→ **STATED PROBLEM**
Copy the items below word for word, starting at the line that contains "[tag] bee's fuzzy" and ending at the last line of the items.

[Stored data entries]
════════
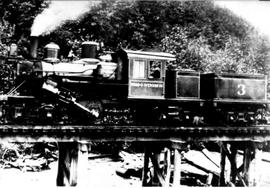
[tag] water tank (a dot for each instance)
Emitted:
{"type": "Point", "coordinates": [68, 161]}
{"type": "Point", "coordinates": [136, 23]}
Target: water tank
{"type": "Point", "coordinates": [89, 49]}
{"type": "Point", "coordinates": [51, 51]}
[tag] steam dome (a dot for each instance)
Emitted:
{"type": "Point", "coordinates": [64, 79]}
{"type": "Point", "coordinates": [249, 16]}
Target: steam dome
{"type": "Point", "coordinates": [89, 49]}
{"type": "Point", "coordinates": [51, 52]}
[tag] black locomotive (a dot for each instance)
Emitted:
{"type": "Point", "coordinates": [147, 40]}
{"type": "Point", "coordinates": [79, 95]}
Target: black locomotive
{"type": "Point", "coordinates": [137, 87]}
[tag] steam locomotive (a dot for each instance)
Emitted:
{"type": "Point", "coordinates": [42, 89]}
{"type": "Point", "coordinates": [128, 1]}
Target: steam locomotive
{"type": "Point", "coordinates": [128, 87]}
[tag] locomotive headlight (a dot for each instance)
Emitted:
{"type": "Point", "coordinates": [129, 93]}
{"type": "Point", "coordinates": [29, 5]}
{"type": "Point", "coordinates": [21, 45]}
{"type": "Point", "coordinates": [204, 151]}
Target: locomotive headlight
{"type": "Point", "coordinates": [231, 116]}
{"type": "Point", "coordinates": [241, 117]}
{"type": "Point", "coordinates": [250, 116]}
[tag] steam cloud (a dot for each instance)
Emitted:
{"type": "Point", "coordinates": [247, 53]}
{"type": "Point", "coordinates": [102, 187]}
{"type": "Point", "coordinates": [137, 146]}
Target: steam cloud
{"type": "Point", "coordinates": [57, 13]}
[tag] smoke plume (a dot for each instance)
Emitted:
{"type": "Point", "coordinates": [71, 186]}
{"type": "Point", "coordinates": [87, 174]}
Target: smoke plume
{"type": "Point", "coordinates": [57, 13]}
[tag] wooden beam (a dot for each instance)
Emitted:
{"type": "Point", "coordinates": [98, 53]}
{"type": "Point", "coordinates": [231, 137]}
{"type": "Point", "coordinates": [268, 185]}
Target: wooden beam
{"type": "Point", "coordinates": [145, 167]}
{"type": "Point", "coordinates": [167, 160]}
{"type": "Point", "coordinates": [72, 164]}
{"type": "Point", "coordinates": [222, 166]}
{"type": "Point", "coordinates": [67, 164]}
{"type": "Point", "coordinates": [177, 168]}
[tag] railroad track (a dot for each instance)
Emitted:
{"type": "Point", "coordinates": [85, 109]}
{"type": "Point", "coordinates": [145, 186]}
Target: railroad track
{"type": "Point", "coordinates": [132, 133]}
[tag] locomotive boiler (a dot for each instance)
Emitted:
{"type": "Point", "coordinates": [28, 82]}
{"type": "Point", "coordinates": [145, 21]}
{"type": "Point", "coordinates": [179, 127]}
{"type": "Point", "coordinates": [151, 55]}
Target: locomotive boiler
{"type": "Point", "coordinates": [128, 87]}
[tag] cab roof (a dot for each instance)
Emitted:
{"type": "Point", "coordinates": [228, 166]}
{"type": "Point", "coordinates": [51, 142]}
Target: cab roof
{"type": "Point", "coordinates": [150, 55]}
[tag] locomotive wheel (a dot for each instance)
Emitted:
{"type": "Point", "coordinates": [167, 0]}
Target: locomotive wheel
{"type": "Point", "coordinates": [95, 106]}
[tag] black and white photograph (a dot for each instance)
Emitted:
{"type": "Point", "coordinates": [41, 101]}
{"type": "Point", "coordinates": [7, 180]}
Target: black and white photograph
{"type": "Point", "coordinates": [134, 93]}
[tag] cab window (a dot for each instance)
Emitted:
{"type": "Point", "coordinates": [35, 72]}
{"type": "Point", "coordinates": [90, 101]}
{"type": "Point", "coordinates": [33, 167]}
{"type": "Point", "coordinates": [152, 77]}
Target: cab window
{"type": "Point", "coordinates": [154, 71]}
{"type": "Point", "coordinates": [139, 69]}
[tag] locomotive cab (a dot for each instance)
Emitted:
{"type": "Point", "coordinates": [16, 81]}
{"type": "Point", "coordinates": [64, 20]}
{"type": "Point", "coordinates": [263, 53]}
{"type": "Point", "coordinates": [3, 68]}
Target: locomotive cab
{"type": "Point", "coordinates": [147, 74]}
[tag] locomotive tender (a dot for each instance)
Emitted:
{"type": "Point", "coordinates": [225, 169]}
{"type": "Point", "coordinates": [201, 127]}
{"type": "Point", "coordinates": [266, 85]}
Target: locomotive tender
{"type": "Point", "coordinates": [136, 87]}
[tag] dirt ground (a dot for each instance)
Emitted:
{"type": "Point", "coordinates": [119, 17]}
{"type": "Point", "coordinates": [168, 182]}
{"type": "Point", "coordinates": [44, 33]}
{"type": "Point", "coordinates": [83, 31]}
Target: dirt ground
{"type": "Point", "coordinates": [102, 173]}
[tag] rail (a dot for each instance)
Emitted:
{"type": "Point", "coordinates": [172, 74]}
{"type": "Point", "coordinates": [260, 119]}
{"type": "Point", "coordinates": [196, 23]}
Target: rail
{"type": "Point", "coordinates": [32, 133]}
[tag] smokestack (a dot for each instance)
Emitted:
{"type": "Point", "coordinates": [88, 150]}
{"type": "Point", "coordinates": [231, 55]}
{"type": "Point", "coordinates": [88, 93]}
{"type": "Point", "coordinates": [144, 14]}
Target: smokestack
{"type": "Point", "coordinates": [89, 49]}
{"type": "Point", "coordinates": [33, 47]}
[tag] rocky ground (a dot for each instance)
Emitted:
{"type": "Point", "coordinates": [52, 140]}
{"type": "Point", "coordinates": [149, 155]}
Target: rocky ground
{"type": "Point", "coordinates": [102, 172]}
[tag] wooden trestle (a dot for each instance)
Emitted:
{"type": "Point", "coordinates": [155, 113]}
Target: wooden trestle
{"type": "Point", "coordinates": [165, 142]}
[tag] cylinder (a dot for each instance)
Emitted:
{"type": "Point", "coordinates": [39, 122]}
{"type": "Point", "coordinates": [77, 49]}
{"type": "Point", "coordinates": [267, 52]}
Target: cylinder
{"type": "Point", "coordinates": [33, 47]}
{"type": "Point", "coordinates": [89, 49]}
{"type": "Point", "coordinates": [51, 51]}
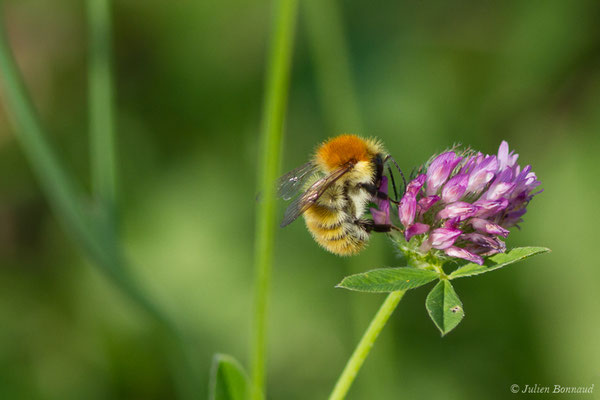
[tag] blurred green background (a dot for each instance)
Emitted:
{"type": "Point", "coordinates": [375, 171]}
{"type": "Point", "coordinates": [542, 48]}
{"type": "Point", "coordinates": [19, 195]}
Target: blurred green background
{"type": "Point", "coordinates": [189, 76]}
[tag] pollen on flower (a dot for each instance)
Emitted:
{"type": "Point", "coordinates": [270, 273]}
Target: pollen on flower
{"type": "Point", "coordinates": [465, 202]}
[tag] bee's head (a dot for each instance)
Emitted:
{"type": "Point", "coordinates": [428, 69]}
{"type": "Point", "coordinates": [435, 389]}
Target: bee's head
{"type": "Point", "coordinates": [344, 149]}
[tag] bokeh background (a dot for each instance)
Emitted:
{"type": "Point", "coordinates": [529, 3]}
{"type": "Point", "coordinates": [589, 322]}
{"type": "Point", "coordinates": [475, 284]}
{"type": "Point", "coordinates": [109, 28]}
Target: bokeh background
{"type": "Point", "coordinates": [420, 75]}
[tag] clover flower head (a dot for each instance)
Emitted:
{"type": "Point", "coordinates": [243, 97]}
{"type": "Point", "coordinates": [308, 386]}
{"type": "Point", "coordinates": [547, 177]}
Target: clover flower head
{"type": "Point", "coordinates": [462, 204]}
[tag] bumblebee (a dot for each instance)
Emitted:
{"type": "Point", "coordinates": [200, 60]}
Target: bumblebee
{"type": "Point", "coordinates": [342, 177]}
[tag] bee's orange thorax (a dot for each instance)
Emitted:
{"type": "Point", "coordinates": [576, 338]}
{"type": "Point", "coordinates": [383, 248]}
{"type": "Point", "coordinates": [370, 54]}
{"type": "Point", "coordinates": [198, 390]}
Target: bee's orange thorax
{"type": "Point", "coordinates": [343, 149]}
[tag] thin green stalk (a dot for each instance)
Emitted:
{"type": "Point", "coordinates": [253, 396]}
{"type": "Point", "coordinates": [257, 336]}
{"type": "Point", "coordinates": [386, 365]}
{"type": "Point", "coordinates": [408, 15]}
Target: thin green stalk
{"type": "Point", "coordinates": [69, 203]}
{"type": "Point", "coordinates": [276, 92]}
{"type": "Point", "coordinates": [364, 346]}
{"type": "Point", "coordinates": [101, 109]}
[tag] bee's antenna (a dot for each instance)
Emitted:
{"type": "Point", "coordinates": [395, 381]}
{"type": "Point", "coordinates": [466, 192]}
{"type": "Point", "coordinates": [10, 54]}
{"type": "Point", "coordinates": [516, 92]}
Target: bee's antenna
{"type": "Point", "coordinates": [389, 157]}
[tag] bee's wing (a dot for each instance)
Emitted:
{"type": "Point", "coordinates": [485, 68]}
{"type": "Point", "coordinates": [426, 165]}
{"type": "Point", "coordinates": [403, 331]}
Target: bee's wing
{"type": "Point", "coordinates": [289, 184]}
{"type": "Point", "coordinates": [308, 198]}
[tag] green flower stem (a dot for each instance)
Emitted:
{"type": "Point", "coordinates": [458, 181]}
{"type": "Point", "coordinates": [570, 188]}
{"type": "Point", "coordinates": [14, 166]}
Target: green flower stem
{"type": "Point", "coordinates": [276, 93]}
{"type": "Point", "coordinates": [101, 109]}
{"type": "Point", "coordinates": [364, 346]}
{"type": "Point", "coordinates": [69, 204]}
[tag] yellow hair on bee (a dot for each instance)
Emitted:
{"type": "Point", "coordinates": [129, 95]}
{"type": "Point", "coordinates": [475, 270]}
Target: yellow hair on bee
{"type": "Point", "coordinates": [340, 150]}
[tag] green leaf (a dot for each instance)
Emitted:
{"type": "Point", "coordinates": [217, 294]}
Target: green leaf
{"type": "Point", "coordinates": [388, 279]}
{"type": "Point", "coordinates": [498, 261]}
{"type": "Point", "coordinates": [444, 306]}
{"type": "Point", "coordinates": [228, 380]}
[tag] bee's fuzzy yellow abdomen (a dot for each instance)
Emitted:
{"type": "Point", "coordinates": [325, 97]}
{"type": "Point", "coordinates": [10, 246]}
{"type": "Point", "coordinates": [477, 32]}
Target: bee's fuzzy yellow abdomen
════════
→ **ANSWER BELOW**
[tag] bee's fuzzy yellow abdomen (a dot for each instance)
Emitted:
{"type": "Point", "coordinates": [325, 97]}
{"type": "Point", "coordinates": [10, 246]}
{"type": "Point", "coordinates": [477, 32]}
Target: bee's fuzzy yellow abdomen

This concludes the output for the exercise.